▸ **Directions for this task**: The entries below need to be transcribed verbatim.

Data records
========================================
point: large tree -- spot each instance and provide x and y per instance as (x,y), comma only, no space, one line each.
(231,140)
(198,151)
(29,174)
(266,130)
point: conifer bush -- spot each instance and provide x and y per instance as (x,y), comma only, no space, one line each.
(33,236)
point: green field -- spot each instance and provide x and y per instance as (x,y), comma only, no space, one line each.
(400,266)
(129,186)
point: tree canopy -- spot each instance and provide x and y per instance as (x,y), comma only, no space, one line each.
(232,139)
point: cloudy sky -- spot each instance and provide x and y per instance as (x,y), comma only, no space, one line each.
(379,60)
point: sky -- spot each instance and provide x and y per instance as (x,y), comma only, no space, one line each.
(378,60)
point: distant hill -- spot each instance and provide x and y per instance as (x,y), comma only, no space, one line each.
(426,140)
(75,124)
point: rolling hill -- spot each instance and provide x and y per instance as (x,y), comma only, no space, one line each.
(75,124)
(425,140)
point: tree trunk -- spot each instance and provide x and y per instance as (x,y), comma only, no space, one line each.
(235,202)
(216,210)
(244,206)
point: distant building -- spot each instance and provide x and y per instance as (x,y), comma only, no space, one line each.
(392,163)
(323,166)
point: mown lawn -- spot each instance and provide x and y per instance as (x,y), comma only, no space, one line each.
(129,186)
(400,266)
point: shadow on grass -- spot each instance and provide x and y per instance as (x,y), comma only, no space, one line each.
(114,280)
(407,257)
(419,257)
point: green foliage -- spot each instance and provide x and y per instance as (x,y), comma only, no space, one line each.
========================================
▸ **Solution**:
point: large tree -- spot each instance and provide x and y per instance as (x,y), comma only, no space, one line each.
(231,140)
(198,151)
(29,174)
(266,130)
point: conifer bush -- spot each instance and provide x and y per instance as (x,y), comma only, no space, one line each.
(33,236)
point: green field -- spot each instance and provide x and y per instance as (x,y), comma only, no space, one line each.
(400,266)
(129,186)
point: tree canopy -- spot each instance and provide x and y per instance as (x,y), comma only, no space, one line each.
(232,139)
point: cloudy sky -- spot each instance and provide x and y per instance as (x,y), comma only, no space, one line each.
(379,60)
point: sky -- spot each instance and provide x and y per instance as (x,y), comma only, no space, one line each.
(378,60)
point: distant hill -- spot each instance and provide x and y per instance as (x,y), comma only, no space, one line each.
(426,140)
(75,124)
point: rolling hill -- spot each instance and provide x and y per instance as (x,y), comma only, no space, one line each.
(75,124)
(425,140)
point: tree trunk -- spot each instance and provide x and y per instance as (x,y), comma only, no space, one line each.
(235,202)
(216,210)
(244,206)
point: distant building -- spot each instance and provide x and y per instance as (x,y), comma only, no space, one line each.
(392,163)
(323,166)
point: mown lawn -- spot each instance and provide x and y per instance as (x,y), comma only, no space, one line each.
(129,186)
(400,266)
point: shadow on grass -- spot each instance and provide x and y per instance as (x,y), comma only, no space, one line each.
(114,280)
(407,257)
(419,257)
point: green foliage -- spot each instance and provide x and y per instance as (x,y), comma only, no space, one line each.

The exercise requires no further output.